• [PROMPT 1] Count how many lines of the entries below contain the word "task", matching its case exactly, and reply with only that number.

• [DOCUMENT EXCERPT]
★ ★ ★
We had started climbing just lately, since a handful of months, and i was starting to feel the call of the rock and of the peak after too much time of being lazy and just sitting around. So between one climb and another the decision arose quite naturally.
Riccardo had some free time from his work in August, and i had no work to take time off from, so August would have been the period.
We were going to go to the mountains.

I am not totally new to mountains and hikes, but had let go of that side of life for quite a long time, and now seemed a good moment to get it back. Riccardo on the other hand comes from the mountains, so it had always been lurking inside him to go, he was probably just missing the company.
So it was decided, we were going to go to the mountains.
we kept repeating that, without organizing much else, to the point that the night before the designated date we were still trying to decide where to go and what to do.
Somehow i think the name of Triglav popped into my head. It was the highest mountain in Slovenia, so it would certainly be a nice tour and a good choice.
★ ★ ★
• [PROMPT 2] In the mountain-trip passage above, rewrite the part from "We had started" to "been the period.", substituting "September" for every "August".

• [WORKING DATA]
★ ★ ★
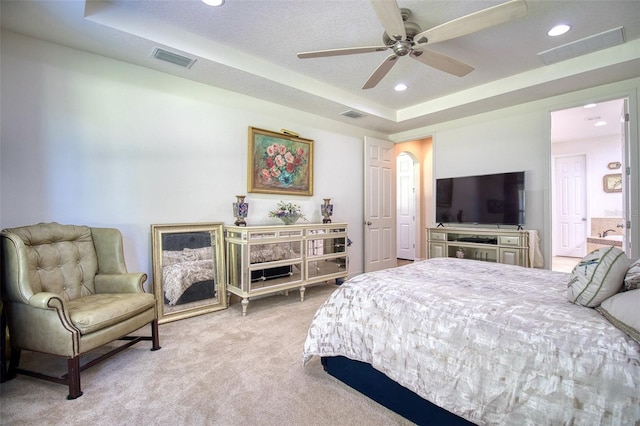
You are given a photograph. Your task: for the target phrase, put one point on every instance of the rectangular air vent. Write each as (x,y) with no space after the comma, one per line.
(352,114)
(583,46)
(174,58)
★ ★ ★
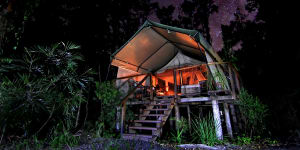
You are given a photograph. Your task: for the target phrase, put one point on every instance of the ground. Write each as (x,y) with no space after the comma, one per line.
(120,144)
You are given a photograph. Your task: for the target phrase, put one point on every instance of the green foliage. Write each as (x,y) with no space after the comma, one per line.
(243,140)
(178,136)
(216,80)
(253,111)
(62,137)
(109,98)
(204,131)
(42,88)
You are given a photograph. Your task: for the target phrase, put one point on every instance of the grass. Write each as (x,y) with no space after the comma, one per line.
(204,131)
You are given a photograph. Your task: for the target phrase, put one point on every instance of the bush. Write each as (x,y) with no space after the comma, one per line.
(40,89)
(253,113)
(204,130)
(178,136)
★ ★ ★
• [WRITTEN REPLY 1] 5

• [WRITTEN REPLY 2]
We had started climbing just lately, since a handful of months, and i was starting to feel the call of the rock and of the peak after too much time of being lazy and just sitting around. So between one climb and another the decision arose quite naturally.
Riccardo had some free time from his work in September, and i had no work to take time off from, so September would have been the period.